━━━━━ EXTRAIT SOURCE
Une intervention d’une densité et d’une intensité rares.
« La confiance est un facteur de compétitivité. Un système qui se construit sur la méfiance est un système en perte de compétitivité. C’est le cas aujourd’hui où l’on se méfie de tout. Plus fondamentalement, nous ne sommes pas en crise, nous sommes en métamorphose. C’est la troisième fois dans l’histoire de l’humanité que nous avons la conjonction entre un mode d’énergie nouveau et un mode de communication nouveau. Il en sortira une société fondamentalement différente. Quand vous êtes en métamorphose, il se passe vingt à vingt cinq années de grandes douleurs. Les crispations et les résistances sont d’autant plus amplifiées que le progrès apparaît comme un facteur de risques et non plus comme un facteur porteur d’opportunités. »
« Nous vivons aujourd’hui trois chocs, trois défis.
Le premier est le choc territorial. Il concerne la localisation des ressources et la production de valeur ajoutée. Selon la capacité d’attractivité d’un territoire, un phénomène de confiance collective se mettra en place ou non. Aujourd’hui, les Européens ont la perception de sortir du radar économique du monde.
Le deuxième choc est générationnel. Le vieillissement est en train de bloquer le transfert inter-générations. Une méfiance s’installe. La réforme des retraites m’a semblée moins importante par les résultats que par les évolutions suscitées dans l’opinion. Pour les plus des 65 ans, 75% de leur retraite viendra du transfert des actifs vers eux. Les plus jeunes pensent que seul 25% de leur retraite future sera composée de ces transferts. On quitte alors une adhésion à des causes communes pour aller sur une défense d’intérêts. Au final, quand la cause semble nourrir des intérêts, on se replie sur ces derniers et l’on se déchire.
Le troisième choc est identitaire. Nous sommes dans le siècle de la mobilité qui sera aussi celui de l’altérité. Du fait de sa démographie, l’Europe va devoir intégrer cinquante millions de population étrangère d’ici 2050 pour assumer le fonctionnement de son économie et équilibrer sa population active. La question de l’identité sera au cœur de tous les sujets car il va falloir les intégrer. Si, vous-même, vous êtes dans une identité faible, l’intégration se fera dans le conflit. Si vous êtes dans une identité forte, la construction se fera en connaissance de cause en sachant ce qui peut être laissé et ce qui peut être gagné.
En France, on a confondu identité et uniformité. Contrairement à l’Allemagne, le pouvoir central n’a eu de cesse de considérer que l’émergence d’identités régionales était un facteur d’affaiblissement. Construire l’identité est un enjeu déterminant. Quand on valorise la différence, on construit les individus. Cela touche notre capacité à vivre avec l’autre. Regardez comment des systèmes politiques instrumentalisent les identités alors que des systèmes économiques comme des entreprises réussissent à les transcender. »
━━━━━━━━━━
Reprenez mot pour mot le passage de l'extrait source qui va de « Le deuxième choc » jusqu'à « l’on se déchire. ».
━━━━━ EXTRAIT DE DONNÉES
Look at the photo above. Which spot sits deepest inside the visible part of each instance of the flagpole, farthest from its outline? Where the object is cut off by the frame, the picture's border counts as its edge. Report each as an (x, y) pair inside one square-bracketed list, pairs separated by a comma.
━━━━━━━━━━
RÉPONSE RÉDIGÉE »
Le deuxième choc est générationnel. Le vieillissement est en train de bloquer le transfert inter-générations. Une méfiance s’installe. La réforme des retraites m’a semblée moins importante par les résultats que par les évolutions suscitées dans l’opinion. Pour les plus des 65 ans, 75% de leur retraite viendra du transfert des actifs vers eux. Les plus jeunes pensent que seul 25% de leur retraite future sera composée de ces transferts. On quitte alors une adhésion à des causes communes pour aller sur une défense d’intérêts. Au final, quand la cause semble nourrir des intérêts, on se replie sur ces derniers et l’on se déchire.